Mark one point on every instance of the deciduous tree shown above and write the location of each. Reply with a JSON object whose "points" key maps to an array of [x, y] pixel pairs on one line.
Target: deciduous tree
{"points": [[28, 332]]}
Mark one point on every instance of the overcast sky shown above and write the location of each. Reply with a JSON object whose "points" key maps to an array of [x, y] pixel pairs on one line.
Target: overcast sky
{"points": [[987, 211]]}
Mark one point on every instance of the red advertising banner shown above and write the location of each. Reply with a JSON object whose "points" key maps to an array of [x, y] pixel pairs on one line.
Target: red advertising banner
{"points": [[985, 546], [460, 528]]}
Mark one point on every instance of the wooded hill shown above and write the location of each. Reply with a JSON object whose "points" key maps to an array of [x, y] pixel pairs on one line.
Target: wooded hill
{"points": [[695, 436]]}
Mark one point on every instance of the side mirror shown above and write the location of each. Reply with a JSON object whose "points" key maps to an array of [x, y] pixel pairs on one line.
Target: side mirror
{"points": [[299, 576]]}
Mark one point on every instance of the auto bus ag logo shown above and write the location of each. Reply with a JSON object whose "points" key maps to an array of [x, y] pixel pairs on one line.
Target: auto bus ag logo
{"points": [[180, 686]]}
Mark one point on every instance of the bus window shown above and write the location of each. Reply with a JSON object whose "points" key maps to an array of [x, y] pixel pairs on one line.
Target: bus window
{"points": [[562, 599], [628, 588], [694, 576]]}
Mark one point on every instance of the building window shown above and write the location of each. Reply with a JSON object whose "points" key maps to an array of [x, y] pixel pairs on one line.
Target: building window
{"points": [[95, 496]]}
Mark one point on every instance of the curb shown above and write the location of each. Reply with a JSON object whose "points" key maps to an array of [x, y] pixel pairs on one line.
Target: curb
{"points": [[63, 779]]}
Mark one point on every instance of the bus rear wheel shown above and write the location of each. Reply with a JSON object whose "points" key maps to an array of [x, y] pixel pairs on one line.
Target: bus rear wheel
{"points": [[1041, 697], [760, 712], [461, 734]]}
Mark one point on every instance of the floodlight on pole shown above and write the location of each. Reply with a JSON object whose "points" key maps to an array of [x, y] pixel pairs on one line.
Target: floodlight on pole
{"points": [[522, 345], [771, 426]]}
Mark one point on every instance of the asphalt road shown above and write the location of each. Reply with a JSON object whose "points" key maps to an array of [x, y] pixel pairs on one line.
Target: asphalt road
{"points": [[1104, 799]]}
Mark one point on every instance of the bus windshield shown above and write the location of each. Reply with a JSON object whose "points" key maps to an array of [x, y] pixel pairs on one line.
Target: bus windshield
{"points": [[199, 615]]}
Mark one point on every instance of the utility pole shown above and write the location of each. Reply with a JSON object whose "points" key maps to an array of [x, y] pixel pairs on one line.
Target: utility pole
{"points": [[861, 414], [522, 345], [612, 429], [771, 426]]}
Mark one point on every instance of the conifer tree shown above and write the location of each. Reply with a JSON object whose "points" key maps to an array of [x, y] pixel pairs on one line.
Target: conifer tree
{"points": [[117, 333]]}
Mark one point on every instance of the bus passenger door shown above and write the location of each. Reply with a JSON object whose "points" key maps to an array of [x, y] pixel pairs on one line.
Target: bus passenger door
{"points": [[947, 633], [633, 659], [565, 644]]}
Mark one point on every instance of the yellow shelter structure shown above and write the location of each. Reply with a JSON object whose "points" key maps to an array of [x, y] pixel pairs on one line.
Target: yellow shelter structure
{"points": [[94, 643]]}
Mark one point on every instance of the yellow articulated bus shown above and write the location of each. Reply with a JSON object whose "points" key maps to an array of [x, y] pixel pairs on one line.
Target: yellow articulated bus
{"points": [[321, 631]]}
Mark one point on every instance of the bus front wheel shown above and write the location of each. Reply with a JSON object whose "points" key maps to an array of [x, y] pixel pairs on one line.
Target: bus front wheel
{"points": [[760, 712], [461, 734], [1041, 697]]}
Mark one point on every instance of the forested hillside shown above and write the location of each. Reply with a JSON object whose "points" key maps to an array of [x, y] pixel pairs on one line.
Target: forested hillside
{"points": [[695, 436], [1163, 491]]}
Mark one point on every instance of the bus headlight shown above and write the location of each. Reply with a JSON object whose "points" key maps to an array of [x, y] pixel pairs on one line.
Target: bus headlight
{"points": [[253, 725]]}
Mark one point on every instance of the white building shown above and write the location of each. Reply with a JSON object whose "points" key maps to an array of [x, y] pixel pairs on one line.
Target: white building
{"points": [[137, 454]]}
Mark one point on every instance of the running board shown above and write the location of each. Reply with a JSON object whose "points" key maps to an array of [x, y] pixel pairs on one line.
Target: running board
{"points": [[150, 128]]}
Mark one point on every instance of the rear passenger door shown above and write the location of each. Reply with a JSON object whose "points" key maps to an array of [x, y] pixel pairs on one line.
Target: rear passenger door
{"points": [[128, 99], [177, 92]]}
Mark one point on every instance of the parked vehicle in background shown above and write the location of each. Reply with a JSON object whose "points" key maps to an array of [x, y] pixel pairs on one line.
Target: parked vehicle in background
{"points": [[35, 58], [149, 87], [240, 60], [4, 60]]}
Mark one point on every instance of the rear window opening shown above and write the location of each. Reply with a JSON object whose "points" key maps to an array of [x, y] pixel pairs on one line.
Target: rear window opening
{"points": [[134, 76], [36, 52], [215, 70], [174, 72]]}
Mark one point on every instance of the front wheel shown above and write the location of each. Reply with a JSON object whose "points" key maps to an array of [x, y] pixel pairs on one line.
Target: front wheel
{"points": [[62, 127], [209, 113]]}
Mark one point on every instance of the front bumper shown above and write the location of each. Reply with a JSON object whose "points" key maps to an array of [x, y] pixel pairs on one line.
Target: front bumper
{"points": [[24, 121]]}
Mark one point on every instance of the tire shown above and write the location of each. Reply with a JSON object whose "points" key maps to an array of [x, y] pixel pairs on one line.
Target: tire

◆ **Problem requirements**: Each line of the records should be repeated exactly as it stands.

◆ **Answer to this problem**:
Mark one point on every instance of the deciduous tree shown above and write the location of each. Reply with a JSON object whose "points" key maps to an array of [x, y] pixel pairs on one line.
Target: deciduous tree
{"points": [[28, 332]]}
Mark one point on every instance of the overcast sky shown above and write the location of each. Reply with a JSON object whose "points" key maps to an array of [x, y] pixel pairs on one line.
Target: overcast sky
{"points": [[987, 211]]}
Mark one point on every instance of the red advertising banner shown above and write the location of each. Reply with a JSON object whose "points" key maps to an array of [x, y] pixel pairs on one line.
Target: red advertising banner
{"points": [[985, 546], [460, 528]]}
Mark one point on every instance of the wooded hill shown above and write the location of each. Reply with a JSON object whose "points" key maps to an array of [x, y] pixel pairs on one line.
Target: wooded hill
{"points": [[695, 436]]}
Mark one point on every instance of the side mirror shown above and write the location of each. Reply with a JSON object whose "points" key maps to an array of [x, y] pixel pairs on one line.
Target: side mirror
{"points": [[299, 576]]}
Mark one point on every instance of the auto bus ag logo shown above and write the location of each. Reply with a JSON object whose "points" key maps to an array of [x, y] pixel pairs on one line.
Target: auto bus ag logo
{"points": [[180, 686]]}
Mark one point on every instance of the bus window shown above and write the location of each. Reply with a JSON object whose "points" key maps to an array of [x, y] pixel pairs on one line.
Target: bus window
{"points": [[562, 599], [628, 588], [694, 576]]}
Mark one point on every instance of the building window shown above and write the location of each. Reply with a JSON object whose "points" key maps to an array of [x, y] pixel pairs on one line.
Target: building window
{"points": [[95, 496]]}
Mark one point on every instance of the curb shown above and write the location of each. Reply with a JSON object whose "points" key maps to an array of [x, y] pixel pairs on one line.
Target: curb
{"points": [[63, 779]]}
Mark one point on every instance of the bus rear wheel shown above and write the location of each. Reply with a JSON object whose "points" key maps to an array of [x, y] pixel pairs on one line.
Target: bus rear wheel
{"points": [[1041, 697], [760, 712], [461, 734]]}
Mark one point on every instance of the floodlight on pole shown above and write the location of each. Reply with a JSON object whose "points" key maps to an array of [x, y] pixel pairs on one line.
Target: floodlight on pole
{"points": [[522, 345], [771, 426]]}
Mark one point on every instance of the asphalt road shown above and write the location of each. Reply with a JSON object whose "points" key maps to an array of [x, y] pixel pairs on one line.
Target: asphalt road
{"points": [[1104, 799]]}
Mark one point on every instance of the bus windshield shown above and write the location of each. Reply with a JSON object whose "points" key maps to an array of [x, y] pixel pairs on one line.
Target: bus windshield
{"points": [[199, 615]]}
Mark one point on every instance of the utility pole shown above and write the location of each. Reply with a JSON object whose "points" key maps to an array of [x, y] pixel pairs on one line.
Target: utility pole
{"points": [[861, 414], [522, 345], [612, 429], [771, 426]]}
Mark one point on every instance of the conifer tree shown above and write the location of each. Reply with a JSON object whose "points" key maps to an array of [x, y] pixel pairs on one line.
Target: conifer tree
{"points": [[117, 333]]}
Mark one point on every instance of the bus passenger door shown above and write the location of each. Reply with a JSON object whose "points" key maps to an array of [x, y] pixel pairs on one line.
Target: bus passenger door
{"points": [[947, 633], [633, 659], [565, 644]]}
Mark one point on every instance of the yellow shelter structure shown above and write the location of each. Reply with a JSON object whose "points" key maps to an array of [x, y] pixel pairs on one line.
Target: yellow shelter structure
{"points": [[94, 643]]}
Mark one point on every instance of the yellow articulated bus shown above and write the location of each. Reply with a JSON object whose "points" key maps to an array of [x, y] pixel pairs on one line.
Target: yellow articulated bus
{"points": [[321, 631]]}
Mark one point on every instance of the bus front wheel shown above and write the location of each. Reply with a JSON object whose "points" key maps to an array of [x, y] pixel pairs on one line.
Target: bus front wheel
{"points": [[760, 712], [461, 734], [1041, 697]]}
Mark one point on every instance of the forested hillside shown above and write the location of each. Reply with a JSON object whose "points" key maps to an array of [x, y] pixel pairs on one line.
Target: forested hillside
{"points": [[695, 436], [1163, 491]]}
Mark one point on every instance of the bus headlight shown above and write the location of each. Reply with a JSON object whose "points" key maps to an array of [x, y] pixel pairs on one line.
Target: bus headlight
{"points": [[253, 725]]}
Mark one point on every instance of the white building shown above and write the location of each. Reply with a JSON object whose "points" key maps to an array of [x, y] pixel pairs on one line.
Target: white building
{"points": [[137, 454]]}
Mark one point on every instance of the running board shown above and write the location of each. Reply with a JSON object whose "points" key maps to an array of [x, y] pixel pairs on one line.
Target: running board
{"points": [[150, 128]]}
Mark one point on every instance of the rear passenger door shown above and write the location of each. Reply with a JSON object whose "points" key maps to an array of [x, y] pixel pairs on one line.
Target: rear passenger door
{"points": [[128, 99], [177, 92]]}
Mark one point on every instance of the parked vehicle in background shown above and write the location of each. Reply with a JSON object whose "points" key maps to an array of [x, y] pixel pairs on one line.
Target: parked vehicle in background
{"points": [[35, 58], [149, 87], [240, 60], [4, 60]]}
Mark one point on every instance of the rear window opening shown above and write the location of each. Reply with a JSON object whose "points" key maps to an array of [x, y] pixel pairs on one line.
Target: rear window opening
{"points": [[134, 76], [36, 52], [215, 70], [174, 72]]}
Mark one point on every instance of the front wheel shown above and write the location of each. Reply with a JSON object whose "points" key maps to an array of [x, y] pixel pairs on one line.
Target: front wheel
{"points": [[62, 127], [209, 113]]}
Mark one point on every instance of the front bumper shown above and write the location of each. Reply with a JSON object whose "points" key maps to an array of [x, y] pixel pairs on one line.
Target: front bumper
{"points": [[24, 121]]}
Mark one point on every instance of the tire shown above and write the location of each. Reply with a JSON object whose "points" key maps to an array of [x, y] pixel pairs on one line.
Target: tire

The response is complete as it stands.